▸ Work to do:
1. According to the passage about Scott Fahlman, on what date was the original message proposing the smiley emoticon posted?
2. From the passage about Scott Fahlman, reproduce word for word the part starting with "Fahlman acted as" and going on through "Pittsburgh Research Center.".

▸ Excerpt:
Scott Elliott Fahlman (born March 21, 1948) is a computer scientist and Professor Emeritus at Carnegie Mellon University. He is notable for early work on automated planning in a blocks world, on semantic networks, on neural networks (and, in particular, the cascade correlation algorithm), on the Dylan programming language, and on Common Lisp (in particular CMU Common Lisp and he was one of the founders of Lucid Inc.). During the period when it was standardized, he was recognized as "the leader of Common Lisp."[1] Recently, Fahlman has been engaged in constructing a knowledge base, "Scone", based in part on his thesis work on the NETL Semantic Network.[2]

Life and career

Fahlman was born in Medina, Ohio, the son of Lorna May (Dean) and John Emil Fahlman.[3] He received his bachelor's degree and master's degree in 1973 from MIT, and his Ph.D. from MIT in 1977. His Master's thesis advisor was Patrick Winston and his doctoral thesis advisor was Gerald Sussman.[4] He has noted that his doctoral diploma says the degree was awarded for "original research as demonstrated by a thesis in the field of Artificial Intelligence" and suggested that it may be the first to use that term.[5] He is a fellow of the American Association for Artificial Intelligence.

Fahlman acted as thesis advisor for Donald Cohen, David B. McDonald, David S. Touretzky, Skef Wholey, Justin Boyan, Michael Witbrock, and Alicia Tribble Sagae.

From May 1996 to July 2001, Fahlman directed the Justsystem Pittsburgh Research Center.

Emoticons

Fahlman is credited with originating the first smiley emoticon,[6][7][8] which he thought would help people on a message board at Carnegie Mellon to distinguish serious posts from jokes. He proposed the use of :-) and :-( for this purpose, and the symbols caught on. The original message from which these symbols originated was posted on September 19, 1982. The message was recovered by Jeff Baird on September 10, 2002[9] and is quoted:

19-Sep-82 11:44    Scott E  Fahlman             :-)
From: Scott E  Fahlman <Fahlman at Cmu-20c>

I propose that the following character sequence for joke markers:

:-)

Records taken from a collection
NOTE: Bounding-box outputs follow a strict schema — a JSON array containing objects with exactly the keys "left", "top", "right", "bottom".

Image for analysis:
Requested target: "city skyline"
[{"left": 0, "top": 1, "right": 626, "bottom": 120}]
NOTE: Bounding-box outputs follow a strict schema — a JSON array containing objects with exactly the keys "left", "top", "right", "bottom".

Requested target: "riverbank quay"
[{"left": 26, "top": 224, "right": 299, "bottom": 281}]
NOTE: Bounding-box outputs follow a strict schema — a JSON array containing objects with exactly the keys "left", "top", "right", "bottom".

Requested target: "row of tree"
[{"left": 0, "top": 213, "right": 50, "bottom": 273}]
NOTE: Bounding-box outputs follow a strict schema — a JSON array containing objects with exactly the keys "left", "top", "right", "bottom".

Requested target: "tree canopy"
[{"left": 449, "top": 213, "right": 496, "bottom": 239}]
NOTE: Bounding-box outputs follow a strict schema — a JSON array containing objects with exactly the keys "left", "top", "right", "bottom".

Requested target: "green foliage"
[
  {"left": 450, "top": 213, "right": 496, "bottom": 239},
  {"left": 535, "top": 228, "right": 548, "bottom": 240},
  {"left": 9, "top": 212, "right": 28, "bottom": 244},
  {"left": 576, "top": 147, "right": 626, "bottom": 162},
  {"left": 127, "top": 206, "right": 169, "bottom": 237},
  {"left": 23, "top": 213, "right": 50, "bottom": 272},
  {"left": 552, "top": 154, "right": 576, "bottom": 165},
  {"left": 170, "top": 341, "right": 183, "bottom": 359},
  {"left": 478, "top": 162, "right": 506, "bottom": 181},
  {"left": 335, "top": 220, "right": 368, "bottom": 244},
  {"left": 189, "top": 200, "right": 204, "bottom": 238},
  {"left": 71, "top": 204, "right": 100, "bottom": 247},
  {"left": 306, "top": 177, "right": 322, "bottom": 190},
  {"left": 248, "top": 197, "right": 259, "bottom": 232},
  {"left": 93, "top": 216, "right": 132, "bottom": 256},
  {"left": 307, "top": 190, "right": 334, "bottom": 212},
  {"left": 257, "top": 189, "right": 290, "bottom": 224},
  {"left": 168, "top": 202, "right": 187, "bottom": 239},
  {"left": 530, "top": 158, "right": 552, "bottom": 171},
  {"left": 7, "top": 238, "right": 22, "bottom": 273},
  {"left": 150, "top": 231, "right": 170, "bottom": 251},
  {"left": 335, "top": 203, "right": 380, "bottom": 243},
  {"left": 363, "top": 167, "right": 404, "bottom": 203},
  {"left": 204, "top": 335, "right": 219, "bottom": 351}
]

▸ Results in order:
1. September 19, 1982.

2.
Fahlman acted as thesis advisor for Donald Cohen, David B. McDonald, David S. Touretzky, Skef Wholey, Justin Boyan, Michael Witbrock, and Alicia Tribble Sagae.

From May 1996 to July 2001, Fahlman directed the Justsystem Pittsburgh Research Center.